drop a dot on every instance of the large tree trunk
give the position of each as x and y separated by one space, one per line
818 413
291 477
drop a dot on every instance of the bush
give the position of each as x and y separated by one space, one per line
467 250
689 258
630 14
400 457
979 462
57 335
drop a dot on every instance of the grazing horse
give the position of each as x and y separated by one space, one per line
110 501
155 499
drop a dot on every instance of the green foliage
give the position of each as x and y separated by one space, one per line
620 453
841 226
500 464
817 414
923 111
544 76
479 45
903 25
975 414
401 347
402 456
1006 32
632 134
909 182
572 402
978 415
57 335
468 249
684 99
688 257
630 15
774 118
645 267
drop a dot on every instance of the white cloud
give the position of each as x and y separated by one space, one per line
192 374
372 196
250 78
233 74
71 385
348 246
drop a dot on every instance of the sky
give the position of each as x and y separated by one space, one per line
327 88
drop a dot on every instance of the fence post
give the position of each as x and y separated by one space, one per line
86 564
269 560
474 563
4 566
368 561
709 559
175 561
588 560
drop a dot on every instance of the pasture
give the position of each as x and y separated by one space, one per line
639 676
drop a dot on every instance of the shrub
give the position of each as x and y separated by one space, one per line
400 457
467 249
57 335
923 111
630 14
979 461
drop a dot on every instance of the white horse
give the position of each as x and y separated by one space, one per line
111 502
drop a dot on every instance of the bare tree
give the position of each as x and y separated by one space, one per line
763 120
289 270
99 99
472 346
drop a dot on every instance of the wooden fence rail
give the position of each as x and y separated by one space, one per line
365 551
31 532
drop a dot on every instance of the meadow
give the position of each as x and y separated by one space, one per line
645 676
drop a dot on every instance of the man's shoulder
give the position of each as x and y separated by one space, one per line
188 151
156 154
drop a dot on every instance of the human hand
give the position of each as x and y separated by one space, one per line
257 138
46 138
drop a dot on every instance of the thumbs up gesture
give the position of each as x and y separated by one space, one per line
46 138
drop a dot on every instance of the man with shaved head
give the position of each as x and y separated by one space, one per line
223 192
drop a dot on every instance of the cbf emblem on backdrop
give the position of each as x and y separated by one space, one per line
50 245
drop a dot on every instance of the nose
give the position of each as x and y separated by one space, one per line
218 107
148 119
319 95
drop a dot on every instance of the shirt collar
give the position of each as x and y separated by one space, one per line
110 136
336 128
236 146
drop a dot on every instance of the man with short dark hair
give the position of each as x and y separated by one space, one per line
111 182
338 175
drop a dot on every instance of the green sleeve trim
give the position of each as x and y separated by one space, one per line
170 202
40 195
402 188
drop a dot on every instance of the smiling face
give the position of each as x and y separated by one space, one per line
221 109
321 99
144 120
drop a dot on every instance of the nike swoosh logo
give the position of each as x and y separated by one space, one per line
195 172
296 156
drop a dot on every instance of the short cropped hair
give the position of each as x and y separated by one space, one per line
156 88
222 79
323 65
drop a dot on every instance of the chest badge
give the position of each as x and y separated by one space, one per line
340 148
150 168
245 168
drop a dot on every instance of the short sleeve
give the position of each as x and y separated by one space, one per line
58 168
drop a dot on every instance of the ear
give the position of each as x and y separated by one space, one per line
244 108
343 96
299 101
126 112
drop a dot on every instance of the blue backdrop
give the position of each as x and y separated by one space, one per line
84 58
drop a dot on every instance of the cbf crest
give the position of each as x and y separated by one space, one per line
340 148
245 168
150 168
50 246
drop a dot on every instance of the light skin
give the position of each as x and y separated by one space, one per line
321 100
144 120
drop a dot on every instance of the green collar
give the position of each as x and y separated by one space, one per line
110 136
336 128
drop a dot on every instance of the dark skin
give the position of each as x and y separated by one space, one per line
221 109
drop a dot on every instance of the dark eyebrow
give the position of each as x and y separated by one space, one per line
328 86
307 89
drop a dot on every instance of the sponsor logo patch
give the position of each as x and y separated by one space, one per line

_EXERCISE REQUIREMENTS_. Retype every line of the records above, character for character, without changing anything.

_FINISHED TASK_.
drop a dot on every instance of the large tree trunk
give the position of each as x and y separated by one space, one per line
818 413
291 477
drop a dot on every instance of the bush
give the position of each as x and y separated by one space, one per line
467 250
689 258
630 14
400 457
979 462
57 335
drop a dot on every instance of the grazing horse
give the position of each as x and y separated by one space, one per line
110 501
155 499
drop a dot on every instance of the green foliage
give the position of each as x and y separated by one space, one per line
620 453
841 226
500 464
817 414
923 111
544 76
479 45
903 25
975 414
401 347
402 456
1006 32
632 134
909 182
572 402
978 415
57 335
468 249
684 99
688 257
630 15
774 118
645 267
drop a dot on every instance of the white cloud
give the position of each as x and y separated by one space, one per line
192 374
372 196
250 78
233 74
71 385
348 246
drop a dot on every instance of the sky
give the position of each as x and y separated by one space, one per line
327 88
drop a dot on every instance of the fence post
give the position of each as x and y separated by one space, one per line
86 564
269 560
474 563
4 566
368 561
709 559
175 561
588 560
drop a dot on every instance of the pasture
give the position of each as x and y separated by one space, one per line
639 676
drop a dot on every instance of the shrub
give the position of each as x and y separated by one space, one per line
400 457
467 249
57 335
923 111
630 14
979 461
drop a dot on every instance of the white horse
give the position of each as x and y separated by one space, one per line
111 502
drop a dot on every instance of the bare tree
give the position of each as x and y separated by one space, one per line
763 120
289 270
99 99
472 346
drop a dot on every instance of the wooden fence rail
give the position of each as x and y separated by one space, one per line
365 551
31 532
drop a dot on every instance of the meadow
give the position of each as x and y separated by one space, one per line
645 676
drop a dot on every instance of the man's shoulder
give the position of each as x and y separated by one space, one per line
188 151
156 154
drop a dot on every instance of the human hand
give the position of each as x and y separated by one space, one per line
257 138
46 138
drop a dot on every instance of the thumbs up gesture
give the position of each as x and y separated by one space, one per line
46 138
drop a dot on every instance of the man with shaved head
give the position of each as x and y separated by one space, one per line
223 192
drop a dot on every instance of the cbf emblem on backdrop
give the position of each as x and y separated by one space, one per line
50 245
drop a dot on every instance of the nose
give the position of each as x and y separated by one space, one per line
218 107
148 119
319 95
drop a dot on every instance of the shirt collar
give the position of each as x and y separated by one space, one per line
110 136
336 128
236 146
drop a dot on every instance of the man with short dark hair
give the position of each as x and y separated by one space, one per line
111 182
338 175
drop a dot on every instance of the green sleeve trim
give the position of each as x and y separated by one space, one per line
170 202
40 195
402 188
drop a dot on every instance of the smiling face
give the position of each as x and y separated by one space, one per line
221 109
321 99
144 120
drop a dot on every instance of the nike swoosh logo
give the position of each as x and y separated by one space, one per line
195 172
296 156
drop a dot on every instance of the short cropped hair
give the position of each as x and y separated by one space, one per line
156 88
222 79
323 65
drop a dot on every instance of the chest badge
give the position of each as x and y separated by one space, one per line
340 148
150 168
245 168
drop a dot on every instance of the short sleeve
give the position of each as x and y separated by one space, one per line
58 168
drop a dot on every instance of the ear
give the position of each as x and y separated by one space, one per line
244 108
343 96
299 101
126 112
drop a dot on every instance of the blue backdrop
give the position of each as x and y separated by one space, one per line
84 58
drop a dot on every instance of the cbf crest
give the position of each as x and y separated by one space, one per line
340 148
245 168
150 168
50 246
drop a dot on every instance of the light skin
give the position of each as x and y separated by one space, one per line
321 100
144 120
drop a dot on every instance of the green collar
give the position of each as x and y separated by one space, one per line
110 136
336 128
drop a dot on every instance of the dark skin
give the position of each as x and y separated by one space, one per line
221 109
drop a dot on every instance of the dark eyebrow
give the position of each as x and y separated by one space, one per line
328 86
307 89
drop a dot on every instance of the sponsor logo patch
give the position of each as x and y separated by one space, one per line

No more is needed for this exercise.